*Material for this exercise*
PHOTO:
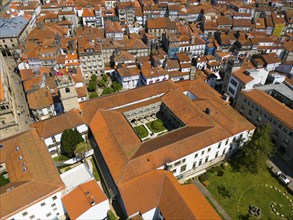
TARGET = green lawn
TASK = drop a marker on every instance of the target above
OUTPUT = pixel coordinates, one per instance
(156, 129)
(95, 171)
(141, 131)
(248, 189)
(3, 181)
(60, 158)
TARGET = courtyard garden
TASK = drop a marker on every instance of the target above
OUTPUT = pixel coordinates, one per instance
(246, 195)
(3, 179)
(141, 131)
(156, 126)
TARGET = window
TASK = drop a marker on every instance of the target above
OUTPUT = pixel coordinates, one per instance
(177, 163)
(231, 90)
(24, 213)
(183, 168)
(224, 151)
(207, 159)
(234, 82)
(217, 153)
(200, 162)
(258, 119)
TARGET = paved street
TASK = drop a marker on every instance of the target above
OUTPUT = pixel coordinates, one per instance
(24, 119)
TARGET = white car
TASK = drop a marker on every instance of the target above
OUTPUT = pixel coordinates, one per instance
(283, 178)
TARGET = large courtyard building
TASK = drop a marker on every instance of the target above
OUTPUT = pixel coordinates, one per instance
(200, 129)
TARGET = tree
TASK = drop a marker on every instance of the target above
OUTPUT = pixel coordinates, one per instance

*What to produce*
Can you rewrite the listing from the line that has "TARGET = large courtyard building" through its end, with "drop a marker" changed to "place a point" and everything else left the same?

*Task solution*
TARGET = large courtyard building
TASK = place a point on every instance of the target above
OUTPUT = pixel coordinates, one per instance
(200, 129)
TARGET = tree
TASK = place a point on every instance of the target above
OUTPUT = pixel coordinates, one per instance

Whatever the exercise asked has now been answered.